§ **What needs to be done**: Count the lines in the entries below that contain the string "salad". Reply with the number only.

(Excerpts of annotation entries)
>> Begin

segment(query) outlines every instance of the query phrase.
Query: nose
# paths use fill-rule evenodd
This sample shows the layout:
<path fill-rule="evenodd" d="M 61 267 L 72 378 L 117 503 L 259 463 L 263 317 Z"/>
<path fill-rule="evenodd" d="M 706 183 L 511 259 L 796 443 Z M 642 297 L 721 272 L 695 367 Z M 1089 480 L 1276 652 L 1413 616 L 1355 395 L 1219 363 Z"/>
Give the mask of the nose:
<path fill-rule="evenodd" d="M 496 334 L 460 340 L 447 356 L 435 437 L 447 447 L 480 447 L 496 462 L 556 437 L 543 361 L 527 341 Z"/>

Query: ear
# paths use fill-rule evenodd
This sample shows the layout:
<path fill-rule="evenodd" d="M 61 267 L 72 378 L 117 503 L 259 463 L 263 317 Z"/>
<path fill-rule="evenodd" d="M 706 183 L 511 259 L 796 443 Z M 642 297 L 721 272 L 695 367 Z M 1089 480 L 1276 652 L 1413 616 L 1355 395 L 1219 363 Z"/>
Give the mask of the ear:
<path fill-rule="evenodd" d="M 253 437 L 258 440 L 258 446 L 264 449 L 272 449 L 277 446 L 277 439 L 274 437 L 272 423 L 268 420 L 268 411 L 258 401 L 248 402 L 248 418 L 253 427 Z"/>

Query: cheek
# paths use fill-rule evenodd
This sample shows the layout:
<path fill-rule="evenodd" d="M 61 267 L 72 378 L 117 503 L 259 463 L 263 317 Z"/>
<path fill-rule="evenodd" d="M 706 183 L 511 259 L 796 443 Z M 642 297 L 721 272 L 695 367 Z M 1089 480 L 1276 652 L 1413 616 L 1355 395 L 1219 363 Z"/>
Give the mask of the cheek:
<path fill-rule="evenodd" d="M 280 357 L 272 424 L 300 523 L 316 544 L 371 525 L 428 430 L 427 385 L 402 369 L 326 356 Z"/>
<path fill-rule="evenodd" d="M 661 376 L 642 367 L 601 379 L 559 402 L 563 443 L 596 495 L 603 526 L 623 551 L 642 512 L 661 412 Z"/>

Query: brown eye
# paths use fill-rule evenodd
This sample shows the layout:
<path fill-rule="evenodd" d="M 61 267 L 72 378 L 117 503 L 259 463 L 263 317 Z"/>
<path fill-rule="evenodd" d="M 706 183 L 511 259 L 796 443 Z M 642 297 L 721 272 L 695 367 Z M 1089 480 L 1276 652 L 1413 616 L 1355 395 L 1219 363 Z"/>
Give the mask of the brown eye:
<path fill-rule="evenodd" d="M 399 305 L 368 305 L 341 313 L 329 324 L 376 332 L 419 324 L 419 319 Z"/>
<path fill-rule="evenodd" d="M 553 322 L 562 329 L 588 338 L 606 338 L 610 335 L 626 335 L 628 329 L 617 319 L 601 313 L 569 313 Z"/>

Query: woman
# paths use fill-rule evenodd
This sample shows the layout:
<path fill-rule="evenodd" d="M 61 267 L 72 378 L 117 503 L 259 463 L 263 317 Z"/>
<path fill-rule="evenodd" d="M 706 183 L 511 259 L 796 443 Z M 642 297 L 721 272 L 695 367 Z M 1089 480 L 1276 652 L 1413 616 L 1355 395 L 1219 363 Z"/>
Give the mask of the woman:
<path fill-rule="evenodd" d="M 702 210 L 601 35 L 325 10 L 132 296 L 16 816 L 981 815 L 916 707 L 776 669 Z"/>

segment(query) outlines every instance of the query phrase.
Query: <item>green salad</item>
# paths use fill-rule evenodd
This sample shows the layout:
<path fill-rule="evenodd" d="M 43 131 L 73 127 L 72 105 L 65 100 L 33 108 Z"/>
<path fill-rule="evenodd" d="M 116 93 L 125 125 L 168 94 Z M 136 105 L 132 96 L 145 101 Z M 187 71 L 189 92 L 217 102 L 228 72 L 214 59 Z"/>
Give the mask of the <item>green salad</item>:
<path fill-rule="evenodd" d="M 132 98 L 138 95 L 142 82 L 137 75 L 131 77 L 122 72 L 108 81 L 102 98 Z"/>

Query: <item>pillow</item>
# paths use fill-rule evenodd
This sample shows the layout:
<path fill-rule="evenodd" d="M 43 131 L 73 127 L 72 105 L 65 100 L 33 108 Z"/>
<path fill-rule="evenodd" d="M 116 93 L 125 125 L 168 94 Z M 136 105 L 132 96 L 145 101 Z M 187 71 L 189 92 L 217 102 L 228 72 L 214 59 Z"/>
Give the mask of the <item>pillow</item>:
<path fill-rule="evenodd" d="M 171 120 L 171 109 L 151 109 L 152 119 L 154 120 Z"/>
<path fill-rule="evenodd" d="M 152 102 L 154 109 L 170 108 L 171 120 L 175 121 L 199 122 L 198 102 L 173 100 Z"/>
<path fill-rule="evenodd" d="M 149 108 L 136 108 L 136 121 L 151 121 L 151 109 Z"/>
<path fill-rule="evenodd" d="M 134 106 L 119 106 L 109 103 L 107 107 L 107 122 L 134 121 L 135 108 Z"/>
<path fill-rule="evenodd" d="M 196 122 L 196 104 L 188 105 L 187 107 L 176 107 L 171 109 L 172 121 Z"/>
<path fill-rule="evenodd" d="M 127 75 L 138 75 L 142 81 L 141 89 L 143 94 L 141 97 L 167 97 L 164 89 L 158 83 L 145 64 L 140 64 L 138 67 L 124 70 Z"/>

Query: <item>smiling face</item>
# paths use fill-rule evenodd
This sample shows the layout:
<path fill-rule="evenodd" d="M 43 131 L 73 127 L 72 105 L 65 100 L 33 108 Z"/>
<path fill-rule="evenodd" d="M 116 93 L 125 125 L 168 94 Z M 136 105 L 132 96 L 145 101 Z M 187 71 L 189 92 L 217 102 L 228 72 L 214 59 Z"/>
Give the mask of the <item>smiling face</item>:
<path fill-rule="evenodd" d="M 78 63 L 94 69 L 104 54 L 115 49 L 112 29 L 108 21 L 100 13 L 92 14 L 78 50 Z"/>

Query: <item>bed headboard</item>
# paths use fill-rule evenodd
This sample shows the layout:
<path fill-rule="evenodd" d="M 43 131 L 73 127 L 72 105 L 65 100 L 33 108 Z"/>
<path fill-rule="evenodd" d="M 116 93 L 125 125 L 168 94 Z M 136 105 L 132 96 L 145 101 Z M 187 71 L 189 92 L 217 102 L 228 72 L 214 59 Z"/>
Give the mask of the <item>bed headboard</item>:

>> End

§ **Exercise response**: 2